— start of Data lines —
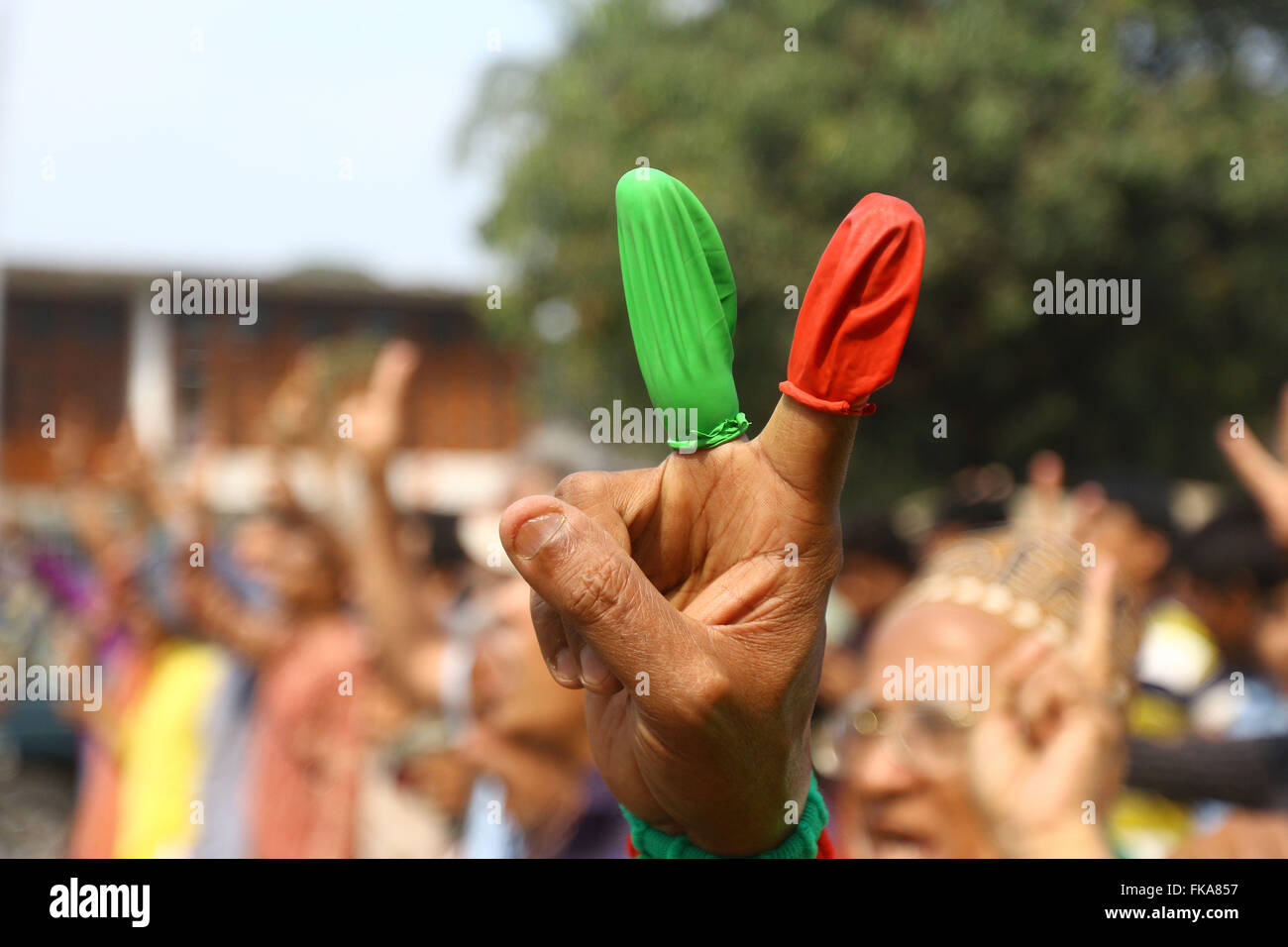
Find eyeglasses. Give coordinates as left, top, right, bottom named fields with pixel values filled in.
left=831, top=701, right=979, bottom=773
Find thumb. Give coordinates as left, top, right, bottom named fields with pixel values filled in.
left=501, top=496, right=698, bottom=683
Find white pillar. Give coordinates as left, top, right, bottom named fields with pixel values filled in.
left=125, top=292, right=175, bottom=458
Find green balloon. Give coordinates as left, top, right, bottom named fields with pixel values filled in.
left=617, top=167, right=747, bottom=453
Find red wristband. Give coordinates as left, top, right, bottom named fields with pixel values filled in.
left=778, top=194, right=926, bottom=415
— end of Data lines —
### Given problem
Starting at the line that contains "Find green balloon." and continuing through the end of the data above, give those lines as a numbered list, leaving out any blank lines.

### Solution to the exercise
1. Find green balloon. Give coordinates as left, top, right, bottom named fields with pixel values filled in.
2. left=617, top=167, right=747, bottom=453
3. Find red wristband. Give coordinates as left, top, right, bottom named fields with pixel values filled in.
4. left=778, top=194, right=926, bottom=415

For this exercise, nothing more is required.